(Written exercise 1):
In the forum thread about 12-year-olds and cell phones, when did the last poster's kids get phones?
(Written exercise 2):
Translate this sentence from the forum thread about 12-year-olds and cell phones into Spanish: "We made a decision that works for our family, and you've made decisions that are right for your family."
--- Begin Document segment ---
12 year olds and cell phones- what has been your experience?

Why would you need to get hold of him if he was a practice and part of a carpool or on a bus with the team?

It's as much for him to get hold of us as well. For my piece of mind.

We made a decision that works for our family, and you've made decisions that are right for your family.

That's why I said we'd have to agree to disagree. :)
 
I'm with your husband on this one - our kids got phones when they really NEEDED them. High school seemed to be the benchmark, because they both were in sports and other activities and could call me when they were ready to be picked up. Also, that was the time when they did more with their friends OUTSIDE someone's home, where a phone was available for them to use, so they could call me in an emergency.
--- End Document segment ---
--- Begin Data extract ---
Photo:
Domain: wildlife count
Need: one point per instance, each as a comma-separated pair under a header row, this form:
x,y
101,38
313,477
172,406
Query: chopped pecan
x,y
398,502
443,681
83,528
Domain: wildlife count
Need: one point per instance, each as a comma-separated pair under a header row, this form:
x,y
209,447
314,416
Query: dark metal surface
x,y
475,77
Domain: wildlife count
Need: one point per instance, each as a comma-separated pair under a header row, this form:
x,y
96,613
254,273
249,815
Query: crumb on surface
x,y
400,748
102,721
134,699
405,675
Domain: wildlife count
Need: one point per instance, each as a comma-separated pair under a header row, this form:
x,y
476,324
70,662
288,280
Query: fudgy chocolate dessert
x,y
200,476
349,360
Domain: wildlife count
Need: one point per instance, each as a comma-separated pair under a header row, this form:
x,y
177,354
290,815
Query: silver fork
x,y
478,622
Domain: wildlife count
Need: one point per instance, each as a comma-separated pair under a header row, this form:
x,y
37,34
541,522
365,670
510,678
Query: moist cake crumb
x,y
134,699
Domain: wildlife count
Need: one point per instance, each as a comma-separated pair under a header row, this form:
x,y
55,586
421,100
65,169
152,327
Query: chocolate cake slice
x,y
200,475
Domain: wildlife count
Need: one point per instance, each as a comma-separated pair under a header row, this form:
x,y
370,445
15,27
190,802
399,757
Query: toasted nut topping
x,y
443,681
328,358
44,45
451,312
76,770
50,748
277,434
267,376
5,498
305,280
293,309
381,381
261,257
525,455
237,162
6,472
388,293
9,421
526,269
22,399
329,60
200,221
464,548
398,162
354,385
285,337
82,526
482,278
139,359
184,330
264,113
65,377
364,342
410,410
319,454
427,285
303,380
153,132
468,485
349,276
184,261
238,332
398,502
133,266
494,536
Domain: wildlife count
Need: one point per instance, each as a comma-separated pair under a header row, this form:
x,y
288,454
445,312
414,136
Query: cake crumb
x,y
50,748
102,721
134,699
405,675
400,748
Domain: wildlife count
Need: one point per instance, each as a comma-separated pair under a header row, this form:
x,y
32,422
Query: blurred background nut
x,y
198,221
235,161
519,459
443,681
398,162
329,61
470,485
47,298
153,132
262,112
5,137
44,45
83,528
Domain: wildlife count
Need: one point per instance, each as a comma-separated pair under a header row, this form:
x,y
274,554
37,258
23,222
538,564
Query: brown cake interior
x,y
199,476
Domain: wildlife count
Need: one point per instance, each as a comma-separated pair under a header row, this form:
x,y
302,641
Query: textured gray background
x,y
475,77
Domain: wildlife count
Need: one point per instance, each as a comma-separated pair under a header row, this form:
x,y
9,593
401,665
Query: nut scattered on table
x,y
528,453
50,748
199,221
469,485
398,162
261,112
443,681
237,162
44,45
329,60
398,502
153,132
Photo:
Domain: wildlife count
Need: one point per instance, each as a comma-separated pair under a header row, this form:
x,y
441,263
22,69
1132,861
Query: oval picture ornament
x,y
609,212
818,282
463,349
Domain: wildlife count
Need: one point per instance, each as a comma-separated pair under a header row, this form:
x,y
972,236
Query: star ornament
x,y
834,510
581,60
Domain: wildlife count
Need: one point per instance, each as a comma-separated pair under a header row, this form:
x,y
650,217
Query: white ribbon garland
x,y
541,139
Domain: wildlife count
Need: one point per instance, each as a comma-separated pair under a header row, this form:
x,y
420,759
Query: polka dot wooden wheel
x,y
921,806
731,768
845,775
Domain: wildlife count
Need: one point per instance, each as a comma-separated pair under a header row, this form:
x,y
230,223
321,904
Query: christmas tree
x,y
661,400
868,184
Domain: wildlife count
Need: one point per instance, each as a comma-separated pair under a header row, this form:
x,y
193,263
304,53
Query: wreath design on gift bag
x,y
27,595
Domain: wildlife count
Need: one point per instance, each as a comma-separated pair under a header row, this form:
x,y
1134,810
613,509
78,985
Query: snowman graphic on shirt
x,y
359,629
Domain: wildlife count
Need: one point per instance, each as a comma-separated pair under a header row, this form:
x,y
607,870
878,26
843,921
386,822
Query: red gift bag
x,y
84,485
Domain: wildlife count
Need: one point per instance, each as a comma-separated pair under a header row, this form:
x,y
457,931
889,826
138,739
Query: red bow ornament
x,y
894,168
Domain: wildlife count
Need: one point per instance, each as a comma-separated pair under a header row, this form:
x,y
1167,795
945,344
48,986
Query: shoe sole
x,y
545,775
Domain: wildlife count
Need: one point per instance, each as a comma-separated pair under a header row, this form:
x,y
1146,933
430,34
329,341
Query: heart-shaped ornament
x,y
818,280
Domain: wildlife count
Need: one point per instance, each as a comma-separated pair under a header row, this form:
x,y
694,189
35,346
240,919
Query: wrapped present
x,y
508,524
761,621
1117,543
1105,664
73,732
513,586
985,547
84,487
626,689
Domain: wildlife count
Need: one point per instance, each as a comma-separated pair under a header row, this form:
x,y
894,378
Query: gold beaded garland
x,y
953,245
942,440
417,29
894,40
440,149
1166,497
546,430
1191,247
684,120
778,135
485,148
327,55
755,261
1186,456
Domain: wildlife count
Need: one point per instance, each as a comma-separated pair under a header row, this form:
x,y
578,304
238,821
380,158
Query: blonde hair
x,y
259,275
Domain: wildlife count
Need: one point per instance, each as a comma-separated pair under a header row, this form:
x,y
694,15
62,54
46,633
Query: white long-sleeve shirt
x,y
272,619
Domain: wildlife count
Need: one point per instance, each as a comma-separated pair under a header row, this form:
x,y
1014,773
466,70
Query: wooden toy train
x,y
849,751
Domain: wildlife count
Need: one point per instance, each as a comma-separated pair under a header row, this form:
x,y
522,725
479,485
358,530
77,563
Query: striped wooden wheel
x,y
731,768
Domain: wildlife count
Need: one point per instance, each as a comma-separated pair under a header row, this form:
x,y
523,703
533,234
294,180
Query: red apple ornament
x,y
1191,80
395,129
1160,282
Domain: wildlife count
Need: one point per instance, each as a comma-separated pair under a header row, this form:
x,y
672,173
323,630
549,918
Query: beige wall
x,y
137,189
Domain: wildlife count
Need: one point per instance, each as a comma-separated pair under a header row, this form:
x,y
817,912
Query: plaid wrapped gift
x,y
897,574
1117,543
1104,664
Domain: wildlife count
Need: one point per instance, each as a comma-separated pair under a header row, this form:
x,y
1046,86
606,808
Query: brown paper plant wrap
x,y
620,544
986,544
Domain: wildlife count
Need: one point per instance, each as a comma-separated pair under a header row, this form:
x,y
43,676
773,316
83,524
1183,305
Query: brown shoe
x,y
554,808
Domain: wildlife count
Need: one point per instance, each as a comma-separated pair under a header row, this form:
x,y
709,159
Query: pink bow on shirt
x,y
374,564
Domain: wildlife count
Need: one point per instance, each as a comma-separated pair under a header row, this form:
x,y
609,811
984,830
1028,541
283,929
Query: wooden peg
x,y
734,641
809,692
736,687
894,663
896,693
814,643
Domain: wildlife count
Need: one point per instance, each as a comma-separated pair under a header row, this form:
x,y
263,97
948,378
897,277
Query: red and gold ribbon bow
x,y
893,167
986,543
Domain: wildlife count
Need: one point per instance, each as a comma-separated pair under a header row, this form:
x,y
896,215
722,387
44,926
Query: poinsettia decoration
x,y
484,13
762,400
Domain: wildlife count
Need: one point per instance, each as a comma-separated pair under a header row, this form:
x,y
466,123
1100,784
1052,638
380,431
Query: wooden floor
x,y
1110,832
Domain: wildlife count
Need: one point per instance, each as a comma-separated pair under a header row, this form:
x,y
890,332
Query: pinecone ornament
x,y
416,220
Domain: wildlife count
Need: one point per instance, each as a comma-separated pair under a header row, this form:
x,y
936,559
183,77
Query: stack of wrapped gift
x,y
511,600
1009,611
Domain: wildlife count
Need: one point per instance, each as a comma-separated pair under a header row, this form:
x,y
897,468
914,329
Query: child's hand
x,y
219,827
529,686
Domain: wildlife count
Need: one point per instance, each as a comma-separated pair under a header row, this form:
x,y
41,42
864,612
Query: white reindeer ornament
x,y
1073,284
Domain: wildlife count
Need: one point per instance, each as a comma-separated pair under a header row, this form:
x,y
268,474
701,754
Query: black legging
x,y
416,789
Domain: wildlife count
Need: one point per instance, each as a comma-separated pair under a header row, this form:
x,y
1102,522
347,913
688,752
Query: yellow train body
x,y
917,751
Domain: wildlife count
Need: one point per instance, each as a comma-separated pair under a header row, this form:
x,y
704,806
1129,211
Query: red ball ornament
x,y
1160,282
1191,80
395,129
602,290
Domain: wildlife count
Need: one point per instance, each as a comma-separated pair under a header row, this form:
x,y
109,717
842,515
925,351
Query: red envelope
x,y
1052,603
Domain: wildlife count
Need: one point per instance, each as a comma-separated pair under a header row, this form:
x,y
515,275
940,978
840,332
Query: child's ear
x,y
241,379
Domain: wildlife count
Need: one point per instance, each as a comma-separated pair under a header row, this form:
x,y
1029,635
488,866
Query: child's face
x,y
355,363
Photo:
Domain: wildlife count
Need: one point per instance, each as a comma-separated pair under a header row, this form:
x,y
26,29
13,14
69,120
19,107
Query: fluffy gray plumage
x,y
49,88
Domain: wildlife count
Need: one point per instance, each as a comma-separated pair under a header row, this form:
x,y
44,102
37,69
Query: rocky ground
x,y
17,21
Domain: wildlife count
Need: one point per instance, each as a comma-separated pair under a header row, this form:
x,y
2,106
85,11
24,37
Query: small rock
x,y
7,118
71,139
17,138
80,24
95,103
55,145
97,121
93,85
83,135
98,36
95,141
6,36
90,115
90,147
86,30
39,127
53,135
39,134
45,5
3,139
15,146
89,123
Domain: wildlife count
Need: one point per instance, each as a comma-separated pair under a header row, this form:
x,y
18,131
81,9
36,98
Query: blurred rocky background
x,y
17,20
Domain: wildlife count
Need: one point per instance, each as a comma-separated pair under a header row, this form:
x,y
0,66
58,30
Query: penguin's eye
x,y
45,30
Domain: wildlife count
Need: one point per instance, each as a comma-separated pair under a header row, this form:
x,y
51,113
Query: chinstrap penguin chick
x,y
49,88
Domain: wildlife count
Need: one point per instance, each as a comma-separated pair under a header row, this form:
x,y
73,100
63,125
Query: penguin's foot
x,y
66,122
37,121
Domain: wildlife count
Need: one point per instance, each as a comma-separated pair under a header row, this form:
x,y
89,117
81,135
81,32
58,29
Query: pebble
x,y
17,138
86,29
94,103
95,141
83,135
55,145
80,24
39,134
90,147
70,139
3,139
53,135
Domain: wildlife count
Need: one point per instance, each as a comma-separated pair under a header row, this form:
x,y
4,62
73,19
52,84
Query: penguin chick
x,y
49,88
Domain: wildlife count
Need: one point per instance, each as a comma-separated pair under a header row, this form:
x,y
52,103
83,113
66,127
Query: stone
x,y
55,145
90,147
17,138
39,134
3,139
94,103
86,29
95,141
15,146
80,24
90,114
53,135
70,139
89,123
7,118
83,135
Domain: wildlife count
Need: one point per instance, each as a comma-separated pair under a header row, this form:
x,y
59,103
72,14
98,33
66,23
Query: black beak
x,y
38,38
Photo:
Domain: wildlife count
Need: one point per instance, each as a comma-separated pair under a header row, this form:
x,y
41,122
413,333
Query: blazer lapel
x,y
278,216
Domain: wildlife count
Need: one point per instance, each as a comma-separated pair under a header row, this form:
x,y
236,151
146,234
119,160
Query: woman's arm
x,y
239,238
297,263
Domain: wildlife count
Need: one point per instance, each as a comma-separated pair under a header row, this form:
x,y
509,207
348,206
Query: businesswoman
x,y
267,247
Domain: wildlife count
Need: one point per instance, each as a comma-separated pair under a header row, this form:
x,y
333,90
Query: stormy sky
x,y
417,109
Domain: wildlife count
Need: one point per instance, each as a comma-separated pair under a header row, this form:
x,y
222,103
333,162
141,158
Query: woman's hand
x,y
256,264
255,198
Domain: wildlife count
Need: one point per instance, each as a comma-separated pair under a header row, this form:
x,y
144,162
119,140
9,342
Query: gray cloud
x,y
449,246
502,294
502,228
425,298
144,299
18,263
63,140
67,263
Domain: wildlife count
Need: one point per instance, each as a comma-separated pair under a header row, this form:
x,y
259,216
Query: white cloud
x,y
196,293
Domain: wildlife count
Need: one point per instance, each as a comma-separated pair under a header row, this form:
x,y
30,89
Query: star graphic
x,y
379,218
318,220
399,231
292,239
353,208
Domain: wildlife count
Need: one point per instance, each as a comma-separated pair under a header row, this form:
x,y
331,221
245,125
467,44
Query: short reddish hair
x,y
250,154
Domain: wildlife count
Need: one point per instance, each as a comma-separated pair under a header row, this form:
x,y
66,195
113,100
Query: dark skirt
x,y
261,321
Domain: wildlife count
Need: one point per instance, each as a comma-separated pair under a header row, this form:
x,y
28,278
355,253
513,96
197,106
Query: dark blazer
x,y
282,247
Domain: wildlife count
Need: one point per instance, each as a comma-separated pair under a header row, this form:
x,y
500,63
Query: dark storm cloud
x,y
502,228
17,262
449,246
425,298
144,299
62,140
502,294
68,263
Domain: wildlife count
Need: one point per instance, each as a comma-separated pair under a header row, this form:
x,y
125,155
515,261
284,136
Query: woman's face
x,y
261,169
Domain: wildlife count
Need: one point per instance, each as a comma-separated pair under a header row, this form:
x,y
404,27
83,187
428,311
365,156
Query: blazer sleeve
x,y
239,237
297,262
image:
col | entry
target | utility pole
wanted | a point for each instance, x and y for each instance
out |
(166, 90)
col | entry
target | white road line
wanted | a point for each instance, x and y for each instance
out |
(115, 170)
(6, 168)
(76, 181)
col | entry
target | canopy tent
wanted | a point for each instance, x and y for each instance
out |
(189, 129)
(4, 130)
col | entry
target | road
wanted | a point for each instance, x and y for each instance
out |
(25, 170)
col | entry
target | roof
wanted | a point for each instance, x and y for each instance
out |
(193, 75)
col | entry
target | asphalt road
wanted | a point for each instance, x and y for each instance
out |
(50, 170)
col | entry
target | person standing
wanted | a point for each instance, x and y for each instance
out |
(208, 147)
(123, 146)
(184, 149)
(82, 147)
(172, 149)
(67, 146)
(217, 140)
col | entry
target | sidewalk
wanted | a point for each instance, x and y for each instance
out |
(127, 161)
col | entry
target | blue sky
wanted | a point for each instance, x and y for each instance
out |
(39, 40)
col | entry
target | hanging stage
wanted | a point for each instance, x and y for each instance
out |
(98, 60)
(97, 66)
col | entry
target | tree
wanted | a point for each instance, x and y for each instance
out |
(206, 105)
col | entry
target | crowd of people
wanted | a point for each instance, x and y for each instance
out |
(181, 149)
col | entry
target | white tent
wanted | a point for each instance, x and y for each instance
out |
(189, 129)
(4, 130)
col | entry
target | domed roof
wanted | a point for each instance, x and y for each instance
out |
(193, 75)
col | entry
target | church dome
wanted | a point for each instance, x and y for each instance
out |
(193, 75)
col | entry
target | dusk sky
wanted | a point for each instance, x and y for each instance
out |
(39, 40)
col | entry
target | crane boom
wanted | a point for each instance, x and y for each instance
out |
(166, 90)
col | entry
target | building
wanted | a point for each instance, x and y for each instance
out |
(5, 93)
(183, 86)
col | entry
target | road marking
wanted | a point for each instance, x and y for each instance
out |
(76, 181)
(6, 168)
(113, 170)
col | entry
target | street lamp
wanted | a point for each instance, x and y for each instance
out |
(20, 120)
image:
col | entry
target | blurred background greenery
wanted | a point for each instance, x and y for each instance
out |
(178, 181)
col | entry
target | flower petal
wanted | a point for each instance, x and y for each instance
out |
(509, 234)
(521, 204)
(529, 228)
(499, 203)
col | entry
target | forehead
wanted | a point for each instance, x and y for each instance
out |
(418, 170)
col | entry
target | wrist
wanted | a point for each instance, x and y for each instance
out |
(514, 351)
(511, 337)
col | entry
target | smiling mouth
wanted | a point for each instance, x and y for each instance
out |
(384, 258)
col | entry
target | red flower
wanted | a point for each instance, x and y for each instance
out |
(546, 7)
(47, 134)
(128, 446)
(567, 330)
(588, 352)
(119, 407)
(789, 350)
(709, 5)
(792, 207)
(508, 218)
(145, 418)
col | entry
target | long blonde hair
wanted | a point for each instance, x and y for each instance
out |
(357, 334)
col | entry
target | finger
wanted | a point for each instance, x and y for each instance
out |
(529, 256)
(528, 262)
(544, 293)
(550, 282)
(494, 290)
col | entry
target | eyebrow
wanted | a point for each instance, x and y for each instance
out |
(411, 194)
--- End Data extract ---
(Full answer 1):
In high school, when they really needed them.

(Full answer 2):
Tomamos una decisión que funciona para nuestra familia, y tú has tomado decisiones que son correctas para tu familia.